-- start Data entries --

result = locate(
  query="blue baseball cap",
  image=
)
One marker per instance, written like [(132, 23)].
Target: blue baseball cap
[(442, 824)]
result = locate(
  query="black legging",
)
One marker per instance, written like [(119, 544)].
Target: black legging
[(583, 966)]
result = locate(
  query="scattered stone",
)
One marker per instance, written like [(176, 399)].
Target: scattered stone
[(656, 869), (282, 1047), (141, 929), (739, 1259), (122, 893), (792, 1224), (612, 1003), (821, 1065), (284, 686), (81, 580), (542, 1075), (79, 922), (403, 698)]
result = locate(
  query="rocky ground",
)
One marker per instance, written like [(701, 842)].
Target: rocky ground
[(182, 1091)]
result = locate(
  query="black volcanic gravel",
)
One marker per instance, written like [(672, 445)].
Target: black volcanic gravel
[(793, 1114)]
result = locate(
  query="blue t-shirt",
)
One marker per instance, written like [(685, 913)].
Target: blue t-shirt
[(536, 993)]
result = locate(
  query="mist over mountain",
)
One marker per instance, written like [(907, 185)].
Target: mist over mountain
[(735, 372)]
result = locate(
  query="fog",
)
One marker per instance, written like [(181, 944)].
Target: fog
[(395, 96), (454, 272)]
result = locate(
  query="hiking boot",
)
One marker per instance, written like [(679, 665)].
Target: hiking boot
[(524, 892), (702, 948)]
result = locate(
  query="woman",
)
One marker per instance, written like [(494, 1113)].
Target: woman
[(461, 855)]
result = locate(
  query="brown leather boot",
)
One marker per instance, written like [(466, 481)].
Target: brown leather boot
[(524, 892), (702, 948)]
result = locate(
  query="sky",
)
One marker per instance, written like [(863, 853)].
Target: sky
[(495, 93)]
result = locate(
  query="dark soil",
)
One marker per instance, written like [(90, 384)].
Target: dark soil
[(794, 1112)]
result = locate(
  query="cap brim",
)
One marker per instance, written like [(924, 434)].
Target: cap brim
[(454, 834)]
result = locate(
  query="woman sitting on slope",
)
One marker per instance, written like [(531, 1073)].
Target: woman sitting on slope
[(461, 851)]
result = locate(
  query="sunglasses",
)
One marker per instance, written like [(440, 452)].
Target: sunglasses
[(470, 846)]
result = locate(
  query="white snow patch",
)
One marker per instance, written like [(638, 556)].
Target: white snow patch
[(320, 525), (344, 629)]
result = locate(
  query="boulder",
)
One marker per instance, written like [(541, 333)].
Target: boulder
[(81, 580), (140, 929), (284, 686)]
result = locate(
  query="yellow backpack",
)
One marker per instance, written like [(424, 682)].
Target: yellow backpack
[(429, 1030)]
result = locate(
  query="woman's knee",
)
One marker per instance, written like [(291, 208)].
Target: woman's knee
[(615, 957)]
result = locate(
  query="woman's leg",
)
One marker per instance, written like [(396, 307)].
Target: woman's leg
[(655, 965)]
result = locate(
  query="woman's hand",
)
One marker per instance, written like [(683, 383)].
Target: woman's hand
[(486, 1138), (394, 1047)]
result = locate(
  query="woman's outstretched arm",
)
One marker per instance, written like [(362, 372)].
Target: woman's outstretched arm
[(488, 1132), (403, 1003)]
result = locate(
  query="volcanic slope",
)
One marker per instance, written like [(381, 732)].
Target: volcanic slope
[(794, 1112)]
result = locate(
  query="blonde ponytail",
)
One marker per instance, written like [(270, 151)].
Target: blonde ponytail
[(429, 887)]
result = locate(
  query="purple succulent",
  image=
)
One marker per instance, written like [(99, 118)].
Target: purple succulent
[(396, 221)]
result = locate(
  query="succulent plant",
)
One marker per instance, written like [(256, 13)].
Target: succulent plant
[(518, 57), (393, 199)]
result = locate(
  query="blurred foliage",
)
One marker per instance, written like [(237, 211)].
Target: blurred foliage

-- end Data entries --

(Task statement): Rewrite the material as a numbered list, from its first line through the line containing "[(395, 96), (454, 272)]", and leave out any blank lines.

(Reply):
1. result = locate(
2.   query="blue baseball cap",
3.   image=
4. )
5. One marker per instance, written like [(132, 23)].
6. Target: blue baseball cap
7. [(442, 824)]
8. result = locate(
9.   query="black legging",
10. )
11. One marker per instance, written like [(119, 544)].
12. Target: black legging
13. [(583, 966)]
14. result = locate(
15.   query="scattered stone",
16. )
17. One marker per instance, written like [(176, 399)].
18. Target: scattered stone
19. [(656, 869), (282, 1047), (141, 929), (739, 1259), (122, 893), (792, 1224), (612, 1003), (821, 1065), (284, 686), (81, 580), (542, 1075), (79, 922), (403, 698)]
20. result = locate(
21.   query="rocky ground",
22. )
23. One marker per instance, written like [(701, 842)].
24. Target: rocky ground
25. [(182, 1091)]
26. result = locate(
27.   query="black volcanic gravel",
28. )
29. One marker per instance, written like [(672, 445)].
30. Target: black volcanic gravel
31. [(793, 1114)]
32. result = locate(
33.   query="blue t-shirt",
34. )
35. One marker per instance, written like [(685, 913)].
36. Target: blue t-shirt
37. [(536, 993)]
38. result = locate(
39.   query="mist over mountain",
40. )
41. One marker per instance, written like [(907, 185)].
42. Target: mist over mountain
43. [(735, 372)]
44. result = locate(
45.   query="fog",
46. )
47. One marker per instance, written like [(181, 944)].
48. Target: fog
49. [(395, 96), (454, 272)]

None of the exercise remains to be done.